[[ Recorded data open ]]
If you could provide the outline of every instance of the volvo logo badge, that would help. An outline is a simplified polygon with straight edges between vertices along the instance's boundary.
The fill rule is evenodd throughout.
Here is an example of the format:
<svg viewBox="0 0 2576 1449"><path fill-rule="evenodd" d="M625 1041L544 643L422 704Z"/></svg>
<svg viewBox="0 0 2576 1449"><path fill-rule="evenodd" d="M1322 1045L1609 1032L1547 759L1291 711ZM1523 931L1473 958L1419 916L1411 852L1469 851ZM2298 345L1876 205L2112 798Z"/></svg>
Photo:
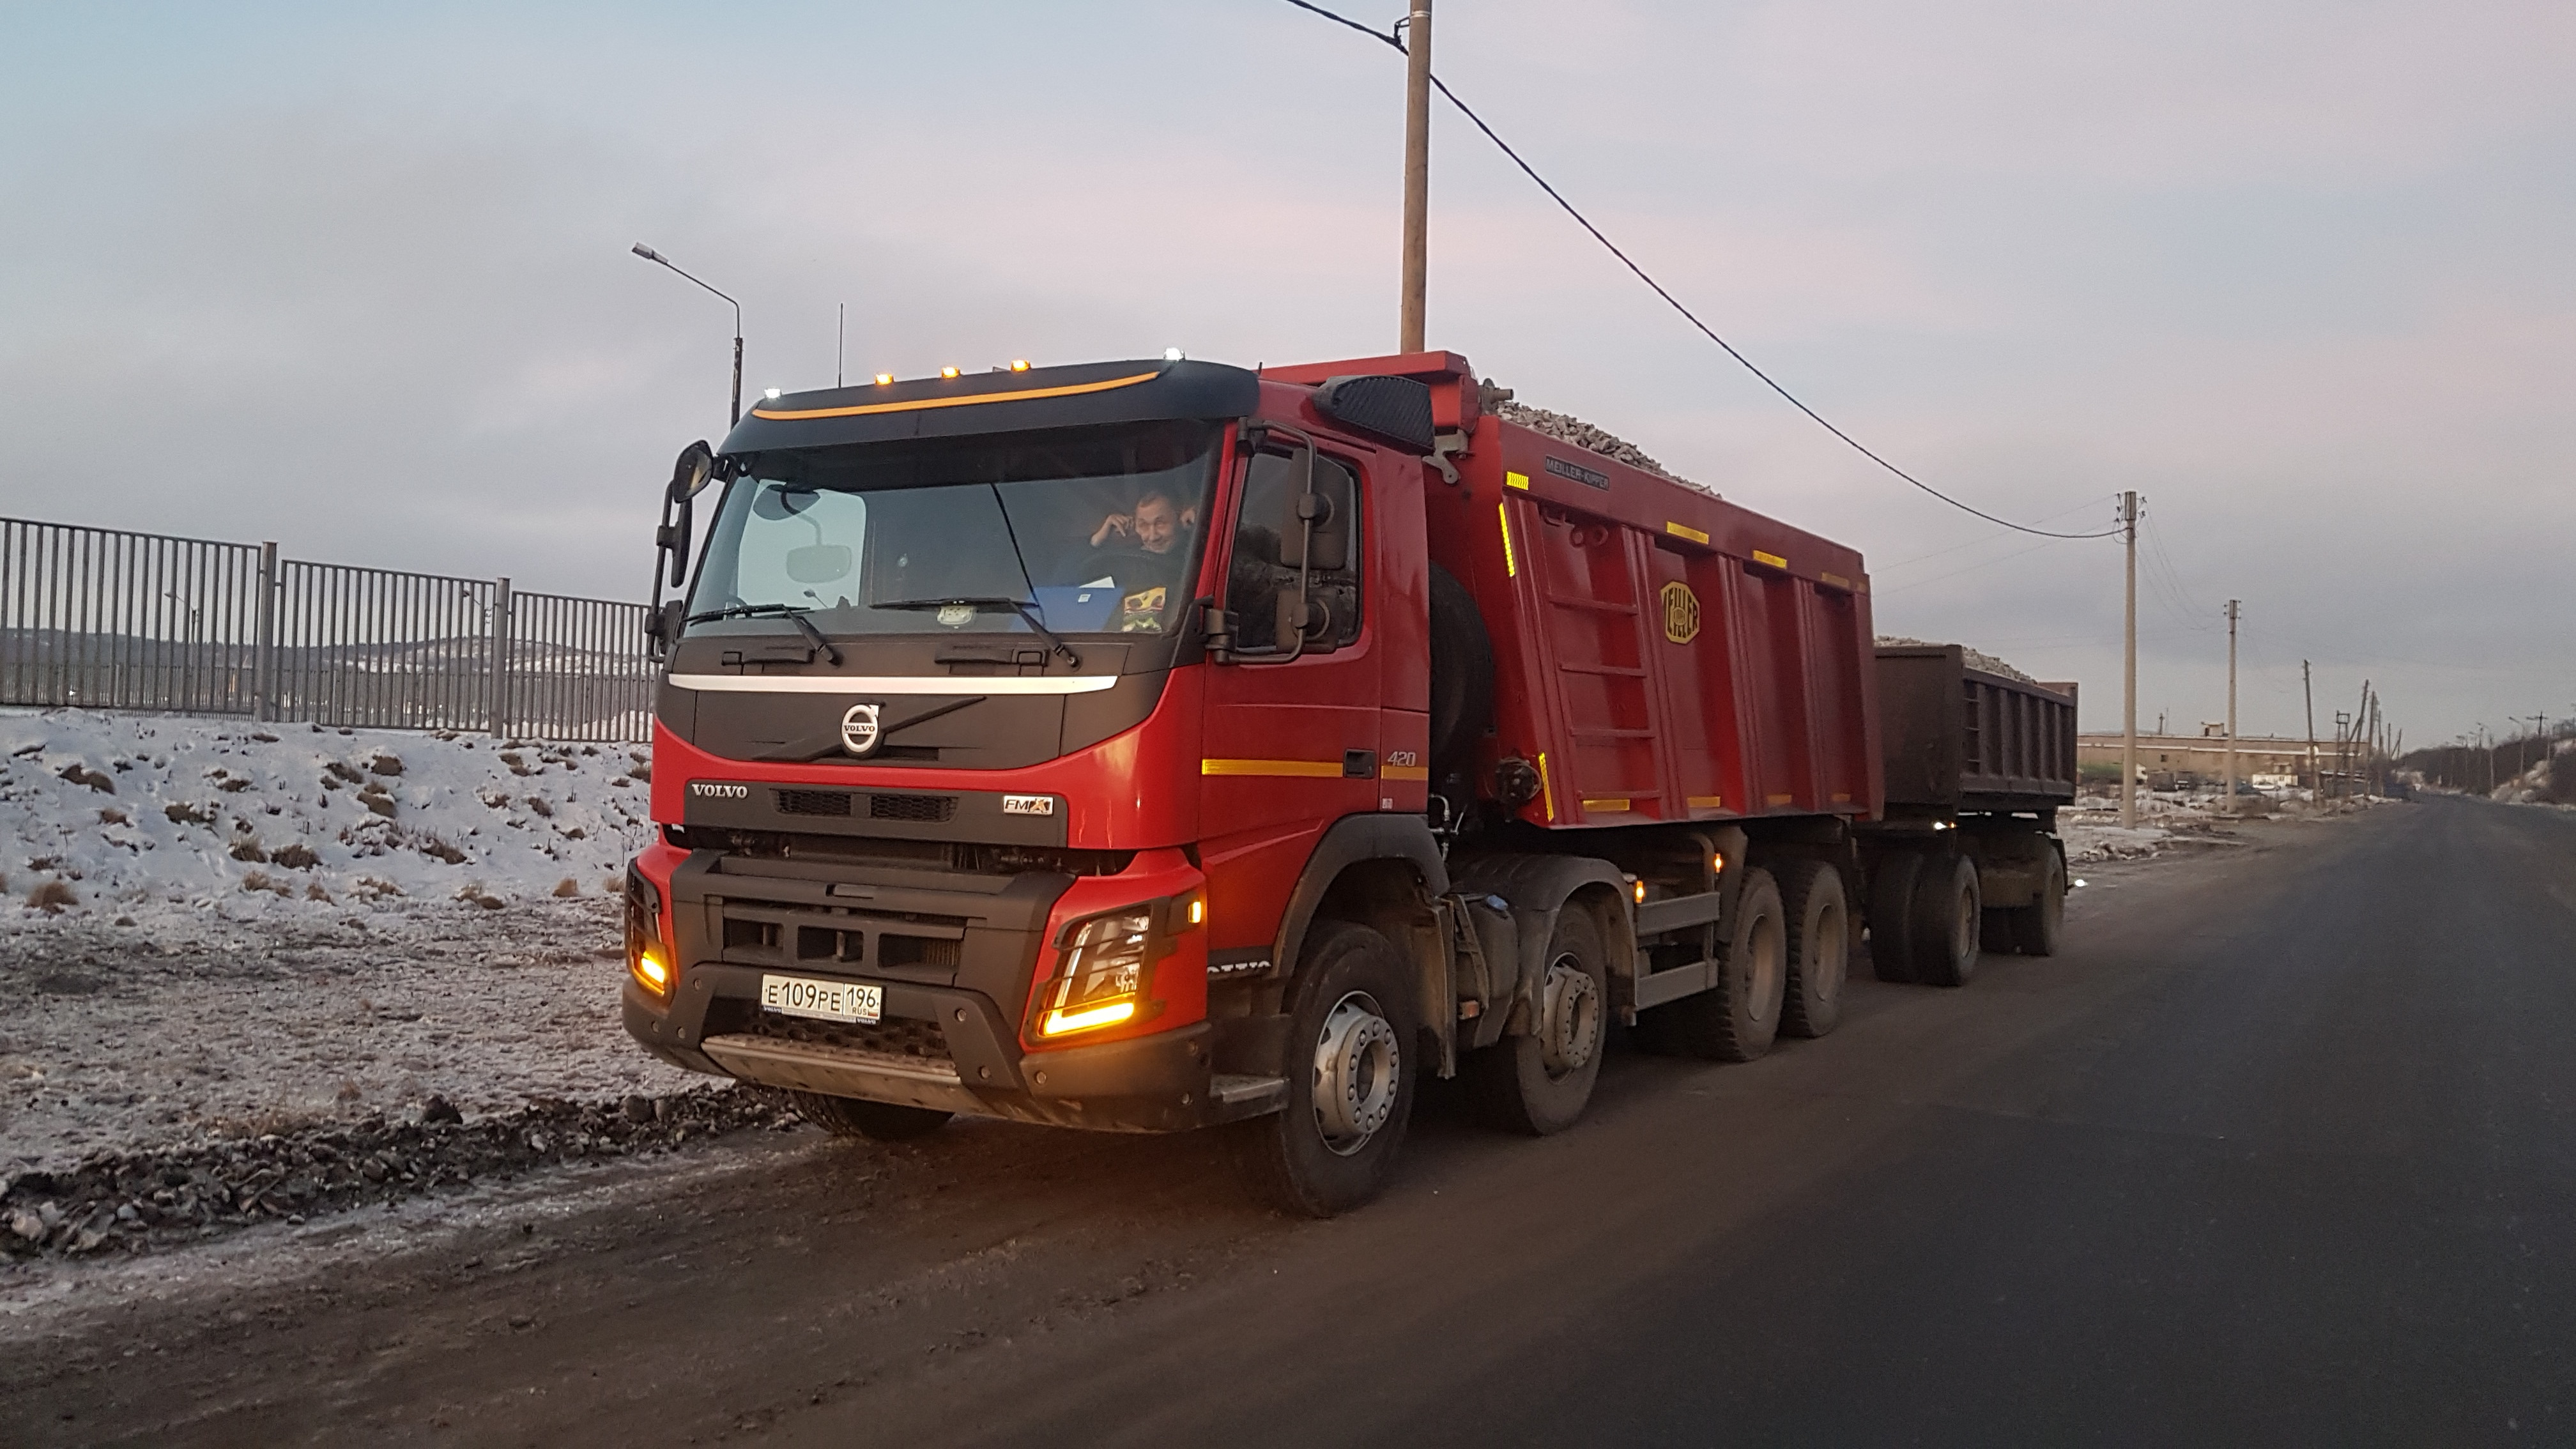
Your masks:
<svg viewBox="0 0 2576 1449"><path fill-rule="evenodd" d="M877 747L879 704L854 704L841 716L841 748L854 755L874 753Z"/></svg>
[[ Recorded data closed ]]
Nothing but the lines from the one holding "1045L1609 1032L1547 759L1291" to the end of the entries above should be echoed, exactly and with both ends included; omit the pictures.

<svg viewBox="0 0 2576 1449"><path fill-rule="evenodd" d="M1322 1045L1609 1032L1547 759L1291 711ZM1523 931L1473 958L1419 916L1411 852L1469 851ZM2298 345L1876 205L2112 798Z"/></svg>
Photo:
Your masks:
<svg viewBox="0 0 2576 1449"><path fill-rule="evenodd" d="M877 747L879 704L854 704L841 716L841 748L854 755L874 753Z"/></svg>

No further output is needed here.